» **Exercise tasks**
1) Under the sublease agreement, what refundable deposit is due before taking possession of the lab space?
2) Continue the sublease agreement after its last sentence.

» **Supplied passage**
EX-10.3 4 rgbp20150324form8kex10_3.htm SUBLEASE AGREEMENT

Exhibit 10.3


This Agreement (“Agreement”) concerning a sublease of commercial property is made by and between Human BioMolecular Research Institute (“HBRI”), a Washington 501(c)3 non-profit corporation located at 5310 Eastgate Mall San Diego, CA 92121 and Regen Biopharma, Inc., a Nevada corporation located at 4700 Spring Street, St. 304 hereinafter referred to as CC, subleasor at HBRI (“the Parties”). In consideration of the mutual promises herein and for other consideration, the receipt and sufficiency of which are hereby acknowledged, the Parties agree as follows:


1.Premises, Rent, and Terms


HBRI shall sublease to CC approximately 199.5 square feet of HBRI leased premises at 5310 Eastgate Mall, San Diego, CA 92121, as depicted in Appendix A attached hereto and incorporated herein (including lab space, hood space and PCR hood), on the terms and conditions set forth in this Agreement. The term of the sublease shall be from March 9, 2015 to September 8, 2015 (a period of 6 months) and will automatically renew thereafter for the same 6 month term unless written notice is received within 60 days prior to renewal. HBRI shall review the sublease agreement periodically and at least annually and have the right to modestly change the terms for good reason; including but not limited to an increase in scope, space, personnel, and usage by CC. An annual cost of living increase of 5% will be implemented each year. Either party may terminate this Agreement upon giving the other party ninety days' written notice.


CC shall pay HBRI $400 on the 1st day of each calendar month of the term. A refundable deposit of $4000 will be due before taking possession of the lab space and shall be refunded to CC no less than thirty days upon the termination of this Agreement provided that CC has substantially complied with its obligations hereunder. Total monthly fees are due by the 1st (first) of each month, regardless of whether or not an invoice is received. If payment is not received by the 10th (tenth) of each month a late fee of $25 will be assessed and the unpaid balance will begin to accrue interest at 10.0% APR compounded monthly from the original due date (the first of the month) until the entire amount owed is paid. HBRI reserves the right to review the payment for services and request additional reasonable reimbursement for reasonable additional costs for time and materials if the payment for service is less than the amount of service provided.

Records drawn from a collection
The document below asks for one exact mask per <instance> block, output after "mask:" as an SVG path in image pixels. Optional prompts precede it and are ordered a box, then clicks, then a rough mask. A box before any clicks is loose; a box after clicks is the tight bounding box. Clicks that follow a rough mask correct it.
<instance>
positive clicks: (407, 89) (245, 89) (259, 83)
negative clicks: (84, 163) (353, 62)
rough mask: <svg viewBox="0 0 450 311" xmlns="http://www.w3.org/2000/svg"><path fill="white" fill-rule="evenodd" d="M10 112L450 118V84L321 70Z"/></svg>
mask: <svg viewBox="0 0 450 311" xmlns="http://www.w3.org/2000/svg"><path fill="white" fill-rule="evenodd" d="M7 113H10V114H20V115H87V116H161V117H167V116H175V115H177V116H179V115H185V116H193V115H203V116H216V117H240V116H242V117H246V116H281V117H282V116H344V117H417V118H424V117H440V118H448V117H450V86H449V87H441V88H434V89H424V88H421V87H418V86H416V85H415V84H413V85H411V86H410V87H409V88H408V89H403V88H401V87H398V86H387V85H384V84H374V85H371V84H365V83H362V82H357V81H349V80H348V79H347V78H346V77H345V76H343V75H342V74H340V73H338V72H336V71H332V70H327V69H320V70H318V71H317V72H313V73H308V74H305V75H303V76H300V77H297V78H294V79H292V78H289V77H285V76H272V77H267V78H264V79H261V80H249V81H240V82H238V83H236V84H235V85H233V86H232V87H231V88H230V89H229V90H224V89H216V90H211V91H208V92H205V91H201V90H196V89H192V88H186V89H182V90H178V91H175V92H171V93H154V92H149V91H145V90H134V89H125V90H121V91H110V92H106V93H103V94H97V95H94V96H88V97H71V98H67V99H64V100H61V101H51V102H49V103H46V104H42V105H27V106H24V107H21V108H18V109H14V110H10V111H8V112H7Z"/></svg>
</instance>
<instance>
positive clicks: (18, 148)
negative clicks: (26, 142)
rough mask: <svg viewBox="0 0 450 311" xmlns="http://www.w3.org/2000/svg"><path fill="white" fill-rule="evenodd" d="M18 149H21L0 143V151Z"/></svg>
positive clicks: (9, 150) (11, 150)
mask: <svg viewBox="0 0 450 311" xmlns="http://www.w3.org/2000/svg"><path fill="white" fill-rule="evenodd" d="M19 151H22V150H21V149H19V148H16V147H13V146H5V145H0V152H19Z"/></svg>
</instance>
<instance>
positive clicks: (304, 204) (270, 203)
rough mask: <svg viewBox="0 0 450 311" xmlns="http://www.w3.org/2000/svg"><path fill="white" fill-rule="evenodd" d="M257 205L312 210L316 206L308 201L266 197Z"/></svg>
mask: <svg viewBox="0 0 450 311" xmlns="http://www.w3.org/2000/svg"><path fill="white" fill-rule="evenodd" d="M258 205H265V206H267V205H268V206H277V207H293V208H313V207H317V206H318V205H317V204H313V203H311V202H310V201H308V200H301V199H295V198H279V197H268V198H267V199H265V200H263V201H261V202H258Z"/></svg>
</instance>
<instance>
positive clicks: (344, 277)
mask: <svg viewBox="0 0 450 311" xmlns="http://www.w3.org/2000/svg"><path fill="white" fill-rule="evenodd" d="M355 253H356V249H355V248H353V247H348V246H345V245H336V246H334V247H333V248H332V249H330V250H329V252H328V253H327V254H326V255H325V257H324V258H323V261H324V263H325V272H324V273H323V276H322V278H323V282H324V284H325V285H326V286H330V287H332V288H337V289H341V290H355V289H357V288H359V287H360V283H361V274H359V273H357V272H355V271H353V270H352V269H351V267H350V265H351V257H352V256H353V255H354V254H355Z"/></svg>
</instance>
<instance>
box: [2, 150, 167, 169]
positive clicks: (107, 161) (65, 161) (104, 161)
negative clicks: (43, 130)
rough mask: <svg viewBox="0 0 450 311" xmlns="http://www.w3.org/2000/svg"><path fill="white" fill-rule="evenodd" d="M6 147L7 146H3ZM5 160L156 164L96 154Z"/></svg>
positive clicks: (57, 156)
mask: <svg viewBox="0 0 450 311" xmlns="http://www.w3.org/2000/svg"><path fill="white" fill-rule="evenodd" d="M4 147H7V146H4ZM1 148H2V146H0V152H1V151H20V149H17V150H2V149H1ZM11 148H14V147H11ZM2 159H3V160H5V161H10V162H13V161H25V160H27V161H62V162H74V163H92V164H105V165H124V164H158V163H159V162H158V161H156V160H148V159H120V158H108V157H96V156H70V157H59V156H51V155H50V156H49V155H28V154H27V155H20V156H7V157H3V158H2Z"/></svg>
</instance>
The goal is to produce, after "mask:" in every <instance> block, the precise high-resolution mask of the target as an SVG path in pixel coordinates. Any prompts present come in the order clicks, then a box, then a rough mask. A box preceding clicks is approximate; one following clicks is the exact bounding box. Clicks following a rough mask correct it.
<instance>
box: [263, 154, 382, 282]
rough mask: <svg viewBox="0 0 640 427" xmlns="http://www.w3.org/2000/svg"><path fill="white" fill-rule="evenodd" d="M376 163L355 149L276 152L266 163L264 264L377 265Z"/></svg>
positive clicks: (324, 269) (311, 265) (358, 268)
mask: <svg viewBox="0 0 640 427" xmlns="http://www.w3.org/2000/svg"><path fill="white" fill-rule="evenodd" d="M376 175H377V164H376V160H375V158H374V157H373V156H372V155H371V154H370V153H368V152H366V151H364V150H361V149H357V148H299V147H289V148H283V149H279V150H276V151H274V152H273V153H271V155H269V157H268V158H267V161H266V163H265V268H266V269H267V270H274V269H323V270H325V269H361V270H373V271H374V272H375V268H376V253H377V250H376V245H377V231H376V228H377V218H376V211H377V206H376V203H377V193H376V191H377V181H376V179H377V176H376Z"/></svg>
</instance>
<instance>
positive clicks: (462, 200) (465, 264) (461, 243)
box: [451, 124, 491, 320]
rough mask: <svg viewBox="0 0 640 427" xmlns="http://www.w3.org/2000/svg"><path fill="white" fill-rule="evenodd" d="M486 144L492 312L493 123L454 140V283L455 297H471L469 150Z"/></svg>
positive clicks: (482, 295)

» **Responses in order**
1) $4000

2)
In consideration of the rent payable under this Agreement, CC shall receive use of the premises described above and the privileges and services described herein in conformance with the signed Research Agreement (Appendix E). The Research Agreement is an inextricable portion of this Agreement. CC shall be entitled to the benefit of services and utilities received by HBRI as part of its lease to the subleased premises, including electricity, heating, and janitorial services, and shall further be entitled to use of HBRI washroom/sterilizing facilities, prep room, and mutually agreed equipment and facilities, as listed in Appendix B. HBRI personnel who operate and maintain such equipment and services shall provide reasonable assistance to CC in connection with such use. CC shall provide for their company’s own phone, fax, internet, and printing/copying services and installation.


Any services, materials, and time above and beyond the standard performance of this agreement will be charged separately by HBRI at an hourly rate of $50/hr.


CC shall adhere to all statutory, regulatory, permitting and other San Diego County, State and Federal legal requirements with respect to its activities, and to safe laboratory practices, including without limitation all HBRI procedures concerning chemical, radioisotope, biohazards, and safety regulations. HBRI shall provide CC with copies of HBRI procedures manuals that relate to its facility and health and safety procedures, with which CC shall comply.


Each party shall defend, indemnify, and hold the other harmless from any and all claims, losses, damages, liabilities, and causes of action, including without limitation the payment of reasonable attorneys’ fees and expert witnesses’ fees, which such party may incur in connection with any act or omission by the other party in performance of this Agreement or the other party’s use of the subleased premises. In the case of any disagreement that results in legal action, the prevailing Party shall have legal fees paid by the non-prevailing party.


CC shall not be entitled to use of HBRI mail, fax, and general administration.


This sublease is not transferable and shall not be further subleased.


2.Compliance with and Remedies under HBRI Lease


CC shall comply with all terms of tenancy set forth in the HBRI lease to the premises at 5310 Eastgate Mall, San Diego, CA 92121 (the “HBRI Lease”), including without limitation Landlord’s Rules and Regulations set forth in Appendix C thereof, with the sole exception of HBRI’s obligation to pay rent under the HBRI Lease. The HBRI Lease is attached hereto and incorporated herein as Appendix C. HBRI shall be entitled to enforce the terms of the HBRI Lease against CC and to obtain remedies with respect to CC as if HBRI were the “Landlord” in such HBRI Lease.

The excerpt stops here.